TRY IT: Among the following entries, say how many lines contain the word "below"; the answer is a number and nothing else.
══════════════════════════════
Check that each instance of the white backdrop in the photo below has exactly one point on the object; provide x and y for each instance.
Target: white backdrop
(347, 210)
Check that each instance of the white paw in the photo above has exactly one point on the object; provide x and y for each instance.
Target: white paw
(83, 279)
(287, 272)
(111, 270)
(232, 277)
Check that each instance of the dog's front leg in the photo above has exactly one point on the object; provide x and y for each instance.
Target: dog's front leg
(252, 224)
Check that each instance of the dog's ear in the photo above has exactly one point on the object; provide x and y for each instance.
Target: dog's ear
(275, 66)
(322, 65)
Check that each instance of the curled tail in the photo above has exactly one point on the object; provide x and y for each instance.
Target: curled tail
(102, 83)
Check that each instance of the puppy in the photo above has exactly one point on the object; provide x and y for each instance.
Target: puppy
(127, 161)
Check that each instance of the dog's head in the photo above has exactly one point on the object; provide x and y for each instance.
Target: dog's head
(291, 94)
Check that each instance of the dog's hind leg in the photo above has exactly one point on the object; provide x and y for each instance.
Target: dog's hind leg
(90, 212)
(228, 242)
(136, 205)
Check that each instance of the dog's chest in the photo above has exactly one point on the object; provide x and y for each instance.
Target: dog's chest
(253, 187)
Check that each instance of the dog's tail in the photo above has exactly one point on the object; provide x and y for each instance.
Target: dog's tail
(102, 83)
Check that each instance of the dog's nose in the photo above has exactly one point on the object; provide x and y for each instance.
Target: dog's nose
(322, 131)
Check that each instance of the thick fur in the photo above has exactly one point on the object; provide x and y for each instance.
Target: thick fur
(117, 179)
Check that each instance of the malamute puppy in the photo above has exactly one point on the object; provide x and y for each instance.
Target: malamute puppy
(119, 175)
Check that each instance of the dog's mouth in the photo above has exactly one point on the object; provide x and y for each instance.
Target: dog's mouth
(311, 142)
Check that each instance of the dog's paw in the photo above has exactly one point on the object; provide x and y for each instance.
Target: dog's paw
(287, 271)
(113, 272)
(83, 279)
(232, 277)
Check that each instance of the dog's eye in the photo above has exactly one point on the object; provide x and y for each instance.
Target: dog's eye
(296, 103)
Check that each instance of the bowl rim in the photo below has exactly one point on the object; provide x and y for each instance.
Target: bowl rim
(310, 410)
══════════════════════════════
EXERCISE RESPONSE: 2